» **Region labeling data**:
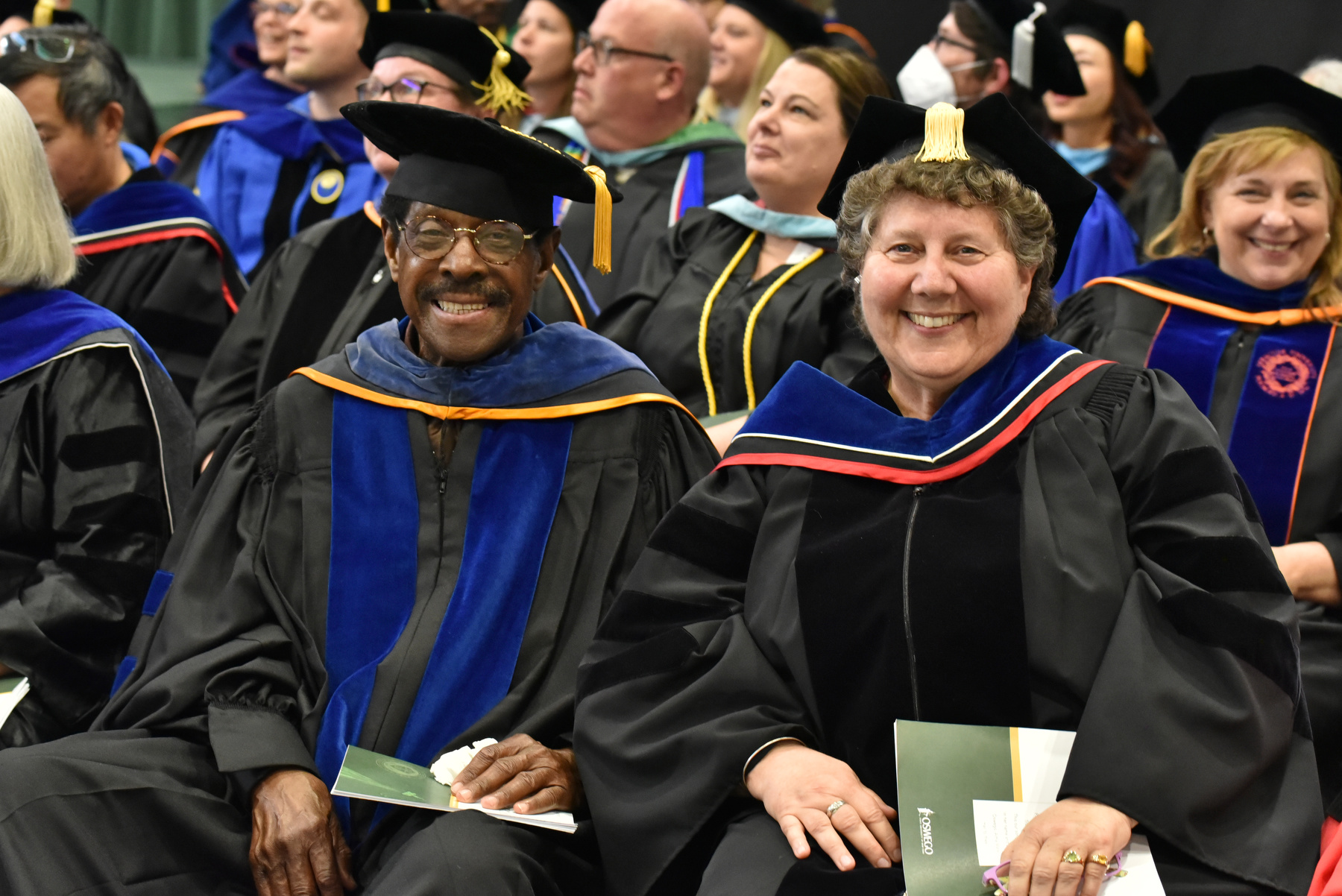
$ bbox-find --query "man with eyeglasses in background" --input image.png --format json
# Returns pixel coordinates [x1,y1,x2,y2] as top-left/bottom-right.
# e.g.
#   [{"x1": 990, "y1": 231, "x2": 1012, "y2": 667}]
[
  {"x1": 149, "y1": 0, "x2": 303, "y2": 188},
  {"x1": 196, "y1": 0, "x2": 426, "y2": 277},
  {"x1": 195, "y1": 12, "x2": 530, "y2": 464},
  {"x1": 0, "y1": 25, "x2": 245, "y2": 405},
  {"x1": 535, "y1": 0, "x2": 755, "y2": 324}
]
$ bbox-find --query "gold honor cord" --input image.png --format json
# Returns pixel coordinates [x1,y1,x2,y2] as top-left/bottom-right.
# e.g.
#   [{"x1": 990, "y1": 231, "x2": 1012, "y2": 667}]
[
  {"x1": 699, "y1": 230, "x2": 760, "y2": 417},
  {"x1": 742, "y1": 250, "x2": 825, "y2": 411},
  {"x1": 699, "y1": 230, "x2": 825, "y2": 417}
]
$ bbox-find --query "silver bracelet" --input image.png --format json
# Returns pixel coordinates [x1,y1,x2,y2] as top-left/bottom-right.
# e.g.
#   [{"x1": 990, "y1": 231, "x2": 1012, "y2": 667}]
[{"x1": 741, "y1": 738, "x2": 805, "y2": 787}]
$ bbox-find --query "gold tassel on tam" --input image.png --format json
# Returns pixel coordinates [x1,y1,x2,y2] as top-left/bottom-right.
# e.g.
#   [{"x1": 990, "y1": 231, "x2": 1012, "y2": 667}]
[
  {"x1": 32, "y1": 0, "x2": 57, "y2": 28},
  {"x1": 582, "y1": 165, "x2": 614, "y2": 274},
  {"x1": 1124, "y1": 19, "x2": 1151, "y2": 78},
  {"x1": 471, "y1": 28, "x2": 532, "y2": 114},
  {"x1": 916, "y1": 104, "x2": 969, "y2": 163}
]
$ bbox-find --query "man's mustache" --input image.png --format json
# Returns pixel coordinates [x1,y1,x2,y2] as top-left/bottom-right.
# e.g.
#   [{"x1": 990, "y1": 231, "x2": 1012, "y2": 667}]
[{"x1": 415, "y1": 280, "x2": 513, "y2": 304}]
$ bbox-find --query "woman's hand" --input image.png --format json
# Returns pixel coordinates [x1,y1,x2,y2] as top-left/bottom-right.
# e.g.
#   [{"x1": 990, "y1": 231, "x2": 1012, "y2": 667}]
[
  {"x1": 250, "y1": 769, "x2": 354, "y2": 896},
  {"x1": 705, "y1": 414, "x2": 750, "y2": 455},
  {"x1": 1003, "y1": 797, "x2": 1137, "y2": 896},
  {"x1": 1272, "y1": 542, "x2": 1342, "y2": 606},
  {"x1": 746, "y1": 743, "x2": 901, "y2": 871},
  {"x1": 453, "y1": 733, "x2": 582, "y2": 815}
]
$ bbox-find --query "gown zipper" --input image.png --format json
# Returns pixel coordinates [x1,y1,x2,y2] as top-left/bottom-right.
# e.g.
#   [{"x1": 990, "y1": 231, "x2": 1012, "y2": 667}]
[{"x1": 903, "y1": 485, "x2": 923, "y2": 722}]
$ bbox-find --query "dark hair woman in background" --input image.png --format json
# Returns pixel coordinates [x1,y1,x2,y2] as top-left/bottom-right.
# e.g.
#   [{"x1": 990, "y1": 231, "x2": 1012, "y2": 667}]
[
  {"x1": 513, "y1": 0, "x2": 601, "y2": 134},
  {"x1": 596, "y1": 47, "x2": 889, "y2": 449}
]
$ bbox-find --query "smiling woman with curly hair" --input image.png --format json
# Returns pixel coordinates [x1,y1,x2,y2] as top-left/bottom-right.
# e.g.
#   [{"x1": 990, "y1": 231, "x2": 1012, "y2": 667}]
[{"x1": 574, "y1": 97, "x2": 1320, "y2": 896}]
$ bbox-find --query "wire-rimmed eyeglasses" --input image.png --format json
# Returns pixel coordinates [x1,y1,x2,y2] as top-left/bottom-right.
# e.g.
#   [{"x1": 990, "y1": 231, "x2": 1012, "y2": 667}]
[
  {"x1": 0, "y1": 31, "x2": 84, "y2": 63},
  {"x1": 401, "y1": 215, "x2": 535, "y2": 264},
  {"x1": 579, "y1": 32, "x2": 675, "y2": 66}
]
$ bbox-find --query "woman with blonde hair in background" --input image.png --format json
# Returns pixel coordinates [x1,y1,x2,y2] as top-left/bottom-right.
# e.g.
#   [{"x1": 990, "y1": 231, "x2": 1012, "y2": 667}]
[
  {"x1": 1053, "y1": 66, "x2": 1342, "y2": 804},
  {"x1": 696, "y1": 0, "x2": 829, "y2": 139},
  {"x1": 0, "y1": 87, "x2": 195, "y2": 747}
]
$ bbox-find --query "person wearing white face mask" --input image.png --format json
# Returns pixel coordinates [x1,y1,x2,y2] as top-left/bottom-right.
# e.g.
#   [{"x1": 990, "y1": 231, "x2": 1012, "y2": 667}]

» **WRITTEN REQUEST**: Copy out the data above line for line, leaving out the pictures.

» **SOLUTION TO THE EXERCISE**:
$ bbox-find --query "man with eyeglasses in background" --input image.png --format json
# Returns pixel coordinates [x1,y1,x2,y2] as top-left/bottom-right.
# e.g.
#   [{"x1": 990, "y1": 231, "x2": 1012, "y2": 667}]
[
  {"x1": 149, "y1": 0, "x2": 303, "y2": 188},
  {"x1": 196, "y1": 0, "x2": 426, "y2": 277},
  {"x1": 195, "y1": 12, "x2": 530, "y2": 464},
  {"x1": 0, "y1": 25, "x2": 245, "y2": 405},
  {"x1": 535, "y1": 0, "x2": 755, "y2": 324}
]
$ bbox-find --query "gold honor cord" --input image.png --format json
# Returns pixel coordinates [x1,y1,x2,y2] as top-left/bottom-right.
# e.g.
#   [{"x1": 990, "y1": 231, "x2": 1012, "y2": 667}]
[
  {"x1": 699, "y1": 230, "x2": 760, "y2": 417},
  {"x1": 742, "y1": 250, "x2": 825, "y2": 411},
  {"x1": 699, "y1": 230, "x2": 825, "y2": 417}
]
$ bbox-find --query "silver bracelet" --input image.png --format json
# Returns pixel coordinates [x1,y1,x2,y2] as top-left/bottom-right.
# e.g.
#   [{"x1": 990, "y1": 231, "x2": 1012, "y2": 667}]
[{"x1": 741, "y1": 738, "x2": 805, "y2": 787}]
$ bbox-find --query "gold tassel on tam" --input image.png --format json
# Returns pixel coordinates [x1,y1,x2,y2] as top-left/bottom-right.
# e.g.
#   [{"x1": 990, "y1": 231, "x2": 1012, "y2": 667}]
[
  {"x1": 32, "y1": 0, "x2": 57, "y2": 28},
  {"x1": 582, "y1": 165, "x2": 614, "y2": 274},
  {"x1": 1124, "y1": 19, "x2": 1151, "y2": 78},
  {"x1": 471, "y1": 28, "x2": 532, "y2": 114},
  {"x1": 916, "y1": 104, "x2": 969, "y2": 163}
]
$ bbox-find --query "man's mustache" --input image.png --format json
# Returns pixel coordinates [x1,y1,x2,y2] as top-left/bottom-right.
# e.g.
#   [{"x1": 990, "y1": 231, "x2": 1012, "y2": 667}]
[{"x1": 415, "y1": 280, "x2": 513, "y2": 304}]
$ bbox-find --query "woman's hand" --input image.png --format json
# Returns pixel coordinates [x1,y1,x2,y2] as top-left/bottom-right.
# e.g.
#   [{"x1": 990, "y1": 231, "x2": 1012, "y2": 667}]
[
  {"x1": 250, "y1": 769, "x2": 354, "y2": 896},
  {"x1": 705, "y1": 414, "x2": 750, "y2": 455},
  {"x1": 1003, "y1": 797, "x2": 1137, "y2": 896},
  {"x1": 1272, "y1": 542, "x2": 1342, "y2": 606},
  {"x1": 746, "y1": 743, "x2": 901, "y2": 871},
  {"x1": 453, "y1": 733, "x2": 582, "y2": 815}
]
$ bbox-find --query "gown zipper" --input image.png --format json
# Returns pixel coordinates [x1,y1,x2,y2] as top-left/bottom-right.
# e.g.
#   [{"x1": 990, "y1": 231, "x2": 1012, "y2": 667}]
[{"x1": 903, "y1": 485, "x2": 923, "y2": 722}]
$ bbox-find --query "dark hair woman in background" --input image.png --format json
# Returns pixel coordinates [x1,y1,x2,y2] as top-left/bottom-right.
# e.g.
#   [{"x1": 990, "y1": 231, "x2": 1012, "y2": 667}]
[
  {"x1": 513, "y1": 0, "x2": 601, "y2": 134},
  {"x1": 596, "y1": 47, "x2": 889, "y2": 449}
]
$ bbox-find --query "smiling woman with curly hair" --input image.png --format json
# Returns pixel coordinates [x1,y1,x2,y2] as top-left/bottom-right.
# e.g.
#   [{"x1": 990, "y1": 231, "x2": 1012, "y2": 667}]
[{"x1": 574, "y1": 97, "x2": 1320, "y2": 896}]
$ bbox-find --query "wire-rimmed eyeglasses" --input image.png --format json
# Returns pixel coordinates [x1,y1,x2,y2] as top-left/bottom-right.
# e.g.
#   [{"x1": 990, "y1": 231, "x2": 1012, "y2": 667}]
[
  {"x1": 0, "y1": 31, "x2": 84, "y2": 63},
  {"x1": 401, "y1": 215, "x2": 535, "y2": 264},
  {"x1": 579, "y1": 32, "x2": 675, "y2": 66}
]
$ bbox-find --query "woman with blonde hair in background" --input image.png --format json
# Returns pixel coordinates [x1,y1,x2,y2] as top-left/bottom-right.
# e.g.
#   [{"x1": 990, "y1": 231, "x2": 1012, "y2": 667}]
[
  {"x1": 1053, "y1": 66, "x2": 1342, "y2": 804},
  {"x1": 696, "y1": 0, "x2": 829, "y2": 139},
  {"x1": 0, "y1": 87, "x2": 195, "y2": 747}
]
$ bbox-find --query "person wearing white face mask" --input image.png --format json
# Returns pixel coordinates [x1,y1,x2,y2] as top-left/bottom-right.
# e.g.
#   [{"x1": 990, "y1": 231, "x2": 1012, "y2": 667}]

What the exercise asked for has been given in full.